| Exercise goal |
Look through the data below for the line with "Note for the class: annotate every instance of the green candy", and transcribe it exactly together with each line after it up to and including the line with "Note for the class: annotate every instance of the hood". Give nothing else.

| Given data |
____________
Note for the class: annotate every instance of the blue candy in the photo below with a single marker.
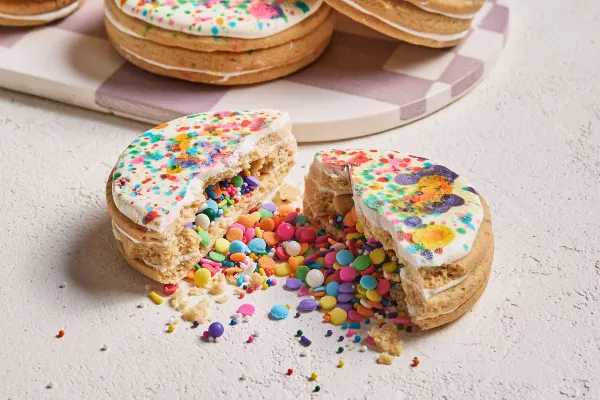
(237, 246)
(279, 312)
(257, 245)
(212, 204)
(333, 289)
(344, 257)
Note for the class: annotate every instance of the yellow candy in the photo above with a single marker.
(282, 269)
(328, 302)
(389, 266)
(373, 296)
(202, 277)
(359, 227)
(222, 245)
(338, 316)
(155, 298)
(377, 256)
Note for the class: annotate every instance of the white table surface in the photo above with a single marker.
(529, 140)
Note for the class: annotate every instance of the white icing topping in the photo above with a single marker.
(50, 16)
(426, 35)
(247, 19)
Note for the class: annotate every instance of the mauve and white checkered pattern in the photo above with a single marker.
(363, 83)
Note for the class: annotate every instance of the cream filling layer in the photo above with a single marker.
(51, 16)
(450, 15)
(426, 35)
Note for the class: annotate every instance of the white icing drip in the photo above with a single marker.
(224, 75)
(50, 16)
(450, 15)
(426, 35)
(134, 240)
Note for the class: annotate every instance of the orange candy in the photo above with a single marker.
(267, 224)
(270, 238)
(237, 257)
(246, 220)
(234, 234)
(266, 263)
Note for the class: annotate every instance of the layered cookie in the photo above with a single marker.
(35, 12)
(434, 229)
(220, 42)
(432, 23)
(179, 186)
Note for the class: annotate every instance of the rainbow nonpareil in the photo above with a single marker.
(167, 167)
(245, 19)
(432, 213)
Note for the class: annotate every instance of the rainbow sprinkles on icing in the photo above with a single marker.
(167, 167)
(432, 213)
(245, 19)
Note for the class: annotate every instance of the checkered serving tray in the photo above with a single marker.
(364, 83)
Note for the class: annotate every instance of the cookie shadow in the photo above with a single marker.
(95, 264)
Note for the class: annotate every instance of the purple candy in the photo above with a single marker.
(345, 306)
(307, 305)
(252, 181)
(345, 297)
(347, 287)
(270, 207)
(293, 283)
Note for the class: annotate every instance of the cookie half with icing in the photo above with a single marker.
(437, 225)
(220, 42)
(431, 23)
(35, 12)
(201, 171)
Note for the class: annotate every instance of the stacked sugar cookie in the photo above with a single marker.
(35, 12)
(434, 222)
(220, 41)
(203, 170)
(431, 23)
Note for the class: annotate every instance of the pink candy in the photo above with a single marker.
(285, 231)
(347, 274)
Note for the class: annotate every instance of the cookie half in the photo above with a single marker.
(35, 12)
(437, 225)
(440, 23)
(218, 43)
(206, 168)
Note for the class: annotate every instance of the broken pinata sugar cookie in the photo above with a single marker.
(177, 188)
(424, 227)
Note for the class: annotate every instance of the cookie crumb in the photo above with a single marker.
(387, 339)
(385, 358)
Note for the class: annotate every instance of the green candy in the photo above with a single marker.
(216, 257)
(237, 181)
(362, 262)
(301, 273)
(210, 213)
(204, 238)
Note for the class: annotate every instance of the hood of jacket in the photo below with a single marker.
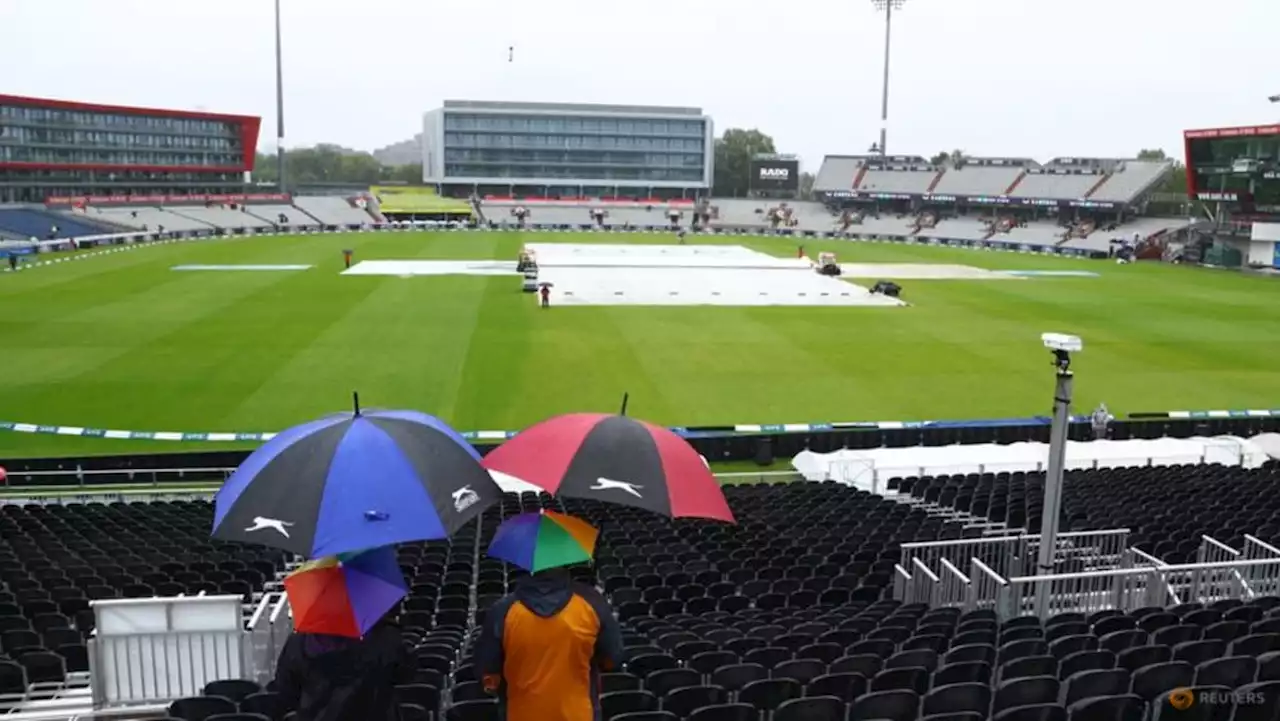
____________
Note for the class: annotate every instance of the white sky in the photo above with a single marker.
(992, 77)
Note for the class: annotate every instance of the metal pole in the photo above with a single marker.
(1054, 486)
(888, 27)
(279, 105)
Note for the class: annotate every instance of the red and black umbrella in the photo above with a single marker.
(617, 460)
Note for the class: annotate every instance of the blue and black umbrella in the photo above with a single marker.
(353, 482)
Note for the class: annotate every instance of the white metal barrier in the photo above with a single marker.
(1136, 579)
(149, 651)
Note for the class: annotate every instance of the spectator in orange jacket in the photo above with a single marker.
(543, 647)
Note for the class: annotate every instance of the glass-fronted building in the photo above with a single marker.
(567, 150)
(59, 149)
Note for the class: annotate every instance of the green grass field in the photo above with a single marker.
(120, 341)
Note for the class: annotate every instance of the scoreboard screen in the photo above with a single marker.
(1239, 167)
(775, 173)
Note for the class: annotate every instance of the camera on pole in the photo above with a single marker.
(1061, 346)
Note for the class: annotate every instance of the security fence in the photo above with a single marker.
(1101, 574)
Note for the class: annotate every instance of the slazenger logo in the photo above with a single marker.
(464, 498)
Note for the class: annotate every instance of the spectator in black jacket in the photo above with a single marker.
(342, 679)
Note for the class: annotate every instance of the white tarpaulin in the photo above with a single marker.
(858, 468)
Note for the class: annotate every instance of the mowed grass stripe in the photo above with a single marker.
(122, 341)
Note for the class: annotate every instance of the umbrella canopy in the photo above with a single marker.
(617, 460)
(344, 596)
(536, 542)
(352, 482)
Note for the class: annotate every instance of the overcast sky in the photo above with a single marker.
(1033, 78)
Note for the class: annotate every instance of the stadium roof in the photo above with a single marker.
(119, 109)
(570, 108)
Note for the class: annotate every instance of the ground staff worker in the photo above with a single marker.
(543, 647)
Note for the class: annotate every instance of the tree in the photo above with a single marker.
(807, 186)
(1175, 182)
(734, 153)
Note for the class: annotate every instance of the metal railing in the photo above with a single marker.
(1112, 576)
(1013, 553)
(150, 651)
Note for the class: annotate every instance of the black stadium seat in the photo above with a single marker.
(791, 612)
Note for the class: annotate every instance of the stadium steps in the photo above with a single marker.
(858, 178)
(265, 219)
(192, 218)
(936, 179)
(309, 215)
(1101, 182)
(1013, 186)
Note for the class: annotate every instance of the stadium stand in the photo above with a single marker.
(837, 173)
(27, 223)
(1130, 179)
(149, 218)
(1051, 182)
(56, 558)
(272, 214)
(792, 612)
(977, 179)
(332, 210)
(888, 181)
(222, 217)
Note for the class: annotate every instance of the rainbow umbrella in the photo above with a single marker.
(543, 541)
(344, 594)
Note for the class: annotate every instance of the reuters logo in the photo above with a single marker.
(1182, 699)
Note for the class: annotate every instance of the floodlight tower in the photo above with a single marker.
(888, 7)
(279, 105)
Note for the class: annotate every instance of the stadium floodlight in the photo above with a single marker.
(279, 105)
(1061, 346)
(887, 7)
____________
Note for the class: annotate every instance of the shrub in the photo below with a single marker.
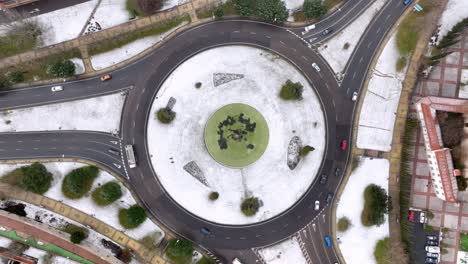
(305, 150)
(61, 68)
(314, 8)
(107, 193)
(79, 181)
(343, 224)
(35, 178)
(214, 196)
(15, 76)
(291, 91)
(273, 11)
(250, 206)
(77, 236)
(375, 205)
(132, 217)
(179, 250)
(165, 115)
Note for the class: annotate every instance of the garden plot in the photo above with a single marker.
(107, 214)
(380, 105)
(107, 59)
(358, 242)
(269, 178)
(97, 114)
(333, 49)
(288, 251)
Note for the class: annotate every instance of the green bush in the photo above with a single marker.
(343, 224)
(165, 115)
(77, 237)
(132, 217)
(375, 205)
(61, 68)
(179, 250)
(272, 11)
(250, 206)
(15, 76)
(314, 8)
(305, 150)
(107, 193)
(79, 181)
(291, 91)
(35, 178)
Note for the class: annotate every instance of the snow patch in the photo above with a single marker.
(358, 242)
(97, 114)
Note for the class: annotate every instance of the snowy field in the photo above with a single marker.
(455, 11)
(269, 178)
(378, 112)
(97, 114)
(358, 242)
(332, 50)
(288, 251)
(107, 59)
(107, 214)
____________
| Problem solution |
Note for the class: annotate every instance of the green candy in the photo above with a single marker.
(216, 257)
(237, 181)
(362, 262)
(301, 273)
(210, 213)
(204, 238)
Note for the class: annotate every instance of the hood of jacket in the photo below with a single marker.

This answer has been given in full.